**INSTRUCTION**
Without the images, print all the entries below exactly as given.

Point annotations for photos
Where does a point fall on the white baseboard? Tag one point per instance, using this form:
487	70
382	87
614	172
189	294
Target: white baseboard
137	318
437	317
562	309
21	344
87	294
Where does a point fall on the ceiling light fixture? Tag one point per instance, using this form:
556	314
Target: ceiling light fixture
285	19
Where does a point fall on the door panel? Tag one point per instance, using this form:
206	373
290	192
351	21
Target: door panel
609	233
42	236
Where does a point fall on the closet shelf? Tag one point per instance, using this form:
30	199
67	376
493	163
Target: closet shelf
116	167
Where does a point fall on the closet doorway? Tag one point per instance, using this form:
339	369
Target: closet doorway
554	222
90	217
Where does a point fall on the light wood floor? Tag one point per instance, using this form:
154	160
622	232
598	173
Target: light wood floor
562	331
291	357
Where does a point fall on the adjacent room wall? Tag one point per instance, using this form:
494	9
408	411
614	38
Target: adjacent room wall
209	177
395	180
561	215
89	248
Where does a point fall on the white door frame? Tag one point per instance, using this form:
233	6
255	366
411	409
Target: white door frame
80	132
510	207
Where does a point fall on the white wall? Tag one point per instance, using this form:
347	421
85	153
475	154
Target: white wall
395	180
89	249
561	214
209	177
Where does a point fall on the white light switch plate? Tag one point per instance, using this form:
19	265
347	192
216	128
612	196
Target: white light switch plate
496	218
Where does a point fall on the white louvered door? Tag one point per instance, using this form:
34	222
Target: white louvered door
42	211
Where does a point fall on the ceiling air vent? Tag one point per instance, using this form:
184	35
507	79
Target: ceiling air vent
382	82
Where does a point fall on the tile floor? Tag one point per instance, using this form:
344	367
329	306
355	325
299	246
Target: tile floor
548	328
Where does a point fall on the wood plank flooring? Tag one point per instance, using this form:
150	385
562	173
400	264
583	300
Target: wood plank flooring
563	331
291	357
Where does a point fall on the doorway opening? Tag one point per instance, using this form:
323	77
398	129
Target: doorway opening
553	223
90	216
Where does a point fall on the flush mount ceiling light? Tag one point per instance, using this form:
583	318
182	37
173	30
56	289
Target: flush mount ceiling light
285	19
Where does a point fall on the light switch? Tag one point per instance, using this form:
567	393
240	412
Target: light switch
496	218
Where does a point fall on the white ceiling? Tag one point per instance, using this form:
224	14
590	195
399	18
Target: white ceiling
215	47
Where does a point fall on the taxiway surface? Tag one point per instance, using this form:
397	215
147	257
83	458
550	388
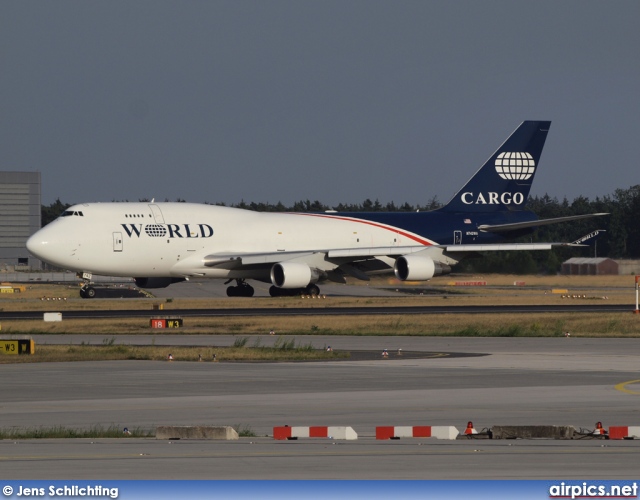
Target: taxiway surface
544	381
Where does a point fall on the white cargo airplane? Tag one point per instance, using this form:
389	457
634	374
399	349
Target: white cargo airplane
163	243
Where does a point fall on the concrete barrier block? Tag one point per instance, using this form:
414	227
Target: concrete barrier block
196	432
533	431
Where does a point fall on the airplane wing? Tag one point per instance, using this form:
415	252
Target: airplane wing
502	228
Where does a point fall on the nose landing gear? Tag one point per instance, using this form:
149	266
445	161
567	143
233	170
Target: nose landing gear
242	289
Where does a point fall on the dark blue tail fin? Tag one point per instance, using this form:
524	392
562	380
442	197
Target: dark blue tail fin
504	181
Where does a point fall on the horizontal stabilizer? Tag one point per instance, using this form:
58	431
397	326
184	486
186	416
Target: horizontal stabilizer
503	228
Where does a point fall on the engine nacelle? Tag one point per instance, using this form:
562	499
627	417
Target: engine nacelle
293	275
418	268
156	282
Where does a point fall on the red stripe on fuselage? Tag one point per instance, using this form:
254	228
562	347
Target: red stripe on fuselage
375	224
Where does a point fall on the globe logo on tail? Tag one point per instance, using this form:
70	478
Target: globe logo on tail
515	166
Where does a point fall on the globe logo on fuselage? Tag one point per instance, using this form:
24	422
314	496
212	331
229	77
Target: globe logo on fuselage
515	166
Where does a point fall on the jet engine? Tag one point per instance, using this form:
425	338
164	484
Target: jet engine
293	275
156	282
418	268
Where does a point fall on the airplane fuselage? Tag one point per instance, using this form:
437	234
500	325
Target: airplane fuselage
176	239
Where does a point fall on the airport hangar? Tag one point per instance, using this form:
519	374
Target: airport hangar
20	217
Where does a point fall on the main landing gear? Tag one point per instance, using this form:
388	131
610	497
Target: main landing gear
311	289
87	291
242	289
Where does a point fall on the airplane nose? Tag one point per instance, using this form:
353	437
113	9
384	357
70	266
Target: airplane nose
36	244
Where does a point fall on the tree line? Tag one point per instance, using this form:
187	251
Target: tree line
620	241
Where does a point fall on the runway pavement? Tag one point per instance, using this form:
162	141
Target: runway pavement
546	381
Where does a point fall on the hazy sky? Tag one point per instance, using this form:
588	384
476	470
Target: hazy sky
336	101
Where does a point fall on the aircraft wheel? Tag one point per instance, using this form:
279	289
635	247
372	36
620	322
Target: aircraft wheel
312	290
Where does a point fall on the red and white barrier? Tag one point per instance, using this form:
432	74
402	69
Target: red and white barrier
287	432
470	429
439	432
622	432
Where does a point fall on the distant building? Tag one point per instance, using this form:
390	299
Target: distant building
589	266
20	216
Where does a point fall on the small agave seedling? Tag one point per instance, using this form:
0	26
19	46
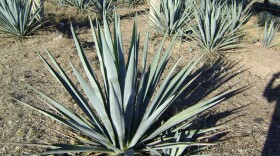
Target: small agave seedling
101	6
269	34
126	116
239	16
172	17
19	18
213	25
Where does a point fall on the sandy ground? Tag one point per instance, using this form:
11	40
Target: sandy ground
248	115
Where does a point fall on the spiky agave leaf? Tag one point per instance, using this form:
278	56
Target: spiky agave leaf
269	34
213	25
238	15
124	117
173	16
19	18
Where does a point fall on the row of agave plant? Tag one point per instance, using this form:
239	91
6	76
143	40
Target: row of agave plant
87	4
20	18
123	114
215	25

**OUTPUT OF THE TASK**
Where does a point fall on the white baseboard? Tag one point per instance, using this form:
487	70
382	87
614	172
189	294
Target: white baseboard
137	318
437	317
562	309
21	344
87	294
Where does a point fall on the ceiling light fixture? Tag one point per instance, using this form:
556	314
Target: ceiling light fixture
285	19
Where does a point fall on the door panel? Tag one point per instance, using this form:
206	373
290	192
351	21
Target: door panel
609	233
42	236
Where does a point fall on the closet shelf? Tag one point per instance, using this form:
30	199
67	376
493	163
Target: closet shelf
116	167
Where does a point fall on the closet doorway? Tag one point per instance, using this form:
339	369
Target: closet doorway
554	222
90	217
Where does a point fall on the light wood floor? Tag one point per instance, using this form:
154	160
622	232
598	173
Target: light wood floor
562	331
291	357
Where does a point fall on the adjacent room wall? Tag one point per instance, using this form:
494	9
408	411
614	38
Target: adjacent room wall
209	177
395	180
561	215
89	248
Where does a point fall on the white door frame? Tag one point per instance, using this form:
233	6
255	366
411	409
Target: white door frame
80	132
510	207
Where does a point fall on the white wall? Tag one point per instance, using this form:
347	421
85	153
475	154
Target: white wall
395	180
89	249
561	214
209	177
Where does a point fall on the white light switch plate? Tag one point per instance, using this form:
19	265
347	192
216	128
612	196
Target: white light switch plate
496	218
Where does a point fall on the white louvered door? Tag one point per instance, using this form:
34	222
Target: white louvered door
42	211
Where does a point fall on the ceiling air vent? Tag one point per instance, using this form:
184	35
507	79
Target: ceiling air vent
382	82
Where does a point fall on the tile floor? Tag one point per instance, using this form:
344	367
329	306
355	325
299	246
Target: tile floor
548	328
Where does a point fall on the wood plank flooring? Tag one point per instance, using this form:
150	385
562	173
400	264
583	300
Target: wood plank flooring
563	331
291	357
Where does a point fall on the doorway opening? Tag one point per instance, using this form:
323	77
398	129
Target: doorway opening
553	223
90	216
Where does a point fall on the flush mount ceiling light? Tag one point per instance, using this form:
583	318
182	37
173	30
56	289
Target: flush mount ceiling light
285	19
Where does a point fall on the light switch? Tag one point per instance, using this form:
567	393
240	412
Target: light switch
496	218
Where does a point fall on the white ceiling? Tag one point per instance, using this form:
224	14
590	195
399	18
Target: white ceiling
215	47
Where does a point fall on the taxiway surface? Tag one point per instance, using this form:
397	215
147	257
83	458
550	388
Target: taxiway surface
544	381
Where does a point fall on the white cargo airplane? Tag one point per instance, using this form:
389	457
634	374
399	349
Target: white cargo airplane
163	243
Where does a point fall on the concrete barrier block? Tag one point per instance, using this form:
414	227
Target: concrete barrier block
196	432
533	431
Where does a point fall on the airplane wing? Tag one point per instance, using this form:
415	252
Target: airplane wing
502	228
Where does a point fall on the nose landing gear? Tag one point per instance, using this form:
149	266
445	161
567	143
233	170
Target: nose landing gear
242	289
Where does a point fall on the dark blue tail fin? Tag one point per instance, using this form:
524	392
562	380
442	197
Target: dark blue tail fin
504	181
Where does a point fall on the horizontal stabilizer? Tag one point per instance, using this form:
58	431
397	326
184	486
186	416
Target: horizontal stabilizer
503	228
Where does a point fall on the engine nacelle? Tag one point per instance, using this form:
562	499
627	417
Target: engine nacelle
293	275
418	268
156	282
Where does a point fall on the red stripe on fuselage? Tag one point per instance, using this form:
254	228
562	347
Target: red stripe on fuselage
375	224
Where does a point fall on the globe logo on tail? Tag one point per instance, using this form:
70	478
Target: globe logo on tail
515	166
Where does a point fall on the globe logo on fuselage? Tag one point per instance, using this form:
24	422
314	496
212	331
229	77
Target: globe logo on fuselage
515	166
Where does a point fall on the jet engine? Tag one point per instance, using this form:
425	338
164	484
Target: jet engine
293	275
156	282
418	268
Where does a point fall on the airplane fuselage? Tag one point per instance, using this form:
437	234
500	325
Target: airplane fuselage
176	239
Where does a point fall on the airport hangar? Tag one point per instance, using this form:
519	374
Target: airport hangar
20	217
Where does a point fall on the main landing gear? Tag one point per instance, using this form:
388	131
610	497
Target: main landing gear
311	289
87	291
242	289
Where does a point fall on the airplane nose? Tag one point per instance, using this form:
353	437
113	9
384	357
70	266
Target: airplane nose
36	244
Where does a point fall on the tree line? Tag one point per instance, using this form:
187	251
Target: tree line
620	241
Where does a point fall on the runway pavement? Tag one point per instance, using this form:
162	141
Target: runway pavement
546	381
Where does a point fall on the hazy sky? Tag one point per instance, using this form:
588	384
476	470
Target: hazy sky
336	101
Where does a point fall on the aircraft wheel? Tag one point per instance, using this form:
279	289
635	247
372	36
620	322
Target: aircraft wheel
312	290
Where does a point fall on the red and white barrier? Tag one point per instance, using this form:
432	74
402	69
Target: red and white barrier
287	432
470	429
439	432
622	432
Where does a point fall on the distant building? Tag one point per instance, using this form:
390	299
Target: distant building
589	266
20	216
Where does a point fall on the small agave seedling? Tag one point per instance, using this form:
0	26
19	46
Target: small agave seedling
101	6
269	34
126	116
239	16
172	17
19	18
213	25
Where does a point fall on the sandy ground? Tag one point per instance, using this form:
11	40
Target: sandy ground
248	115
Where does a point fall on the spiky agave leaf? Tag one point per instance, using this form:
278	56
Target: spiky agave leaf
269	34
213	25
238	15
124	117
173	16
19	18
Where does a point fall on the row of agave plant? Tag one point per instance, using this form:
239	91
6	76
143	40
Target: row of agave plant
87	4
20	18
123	114
215	25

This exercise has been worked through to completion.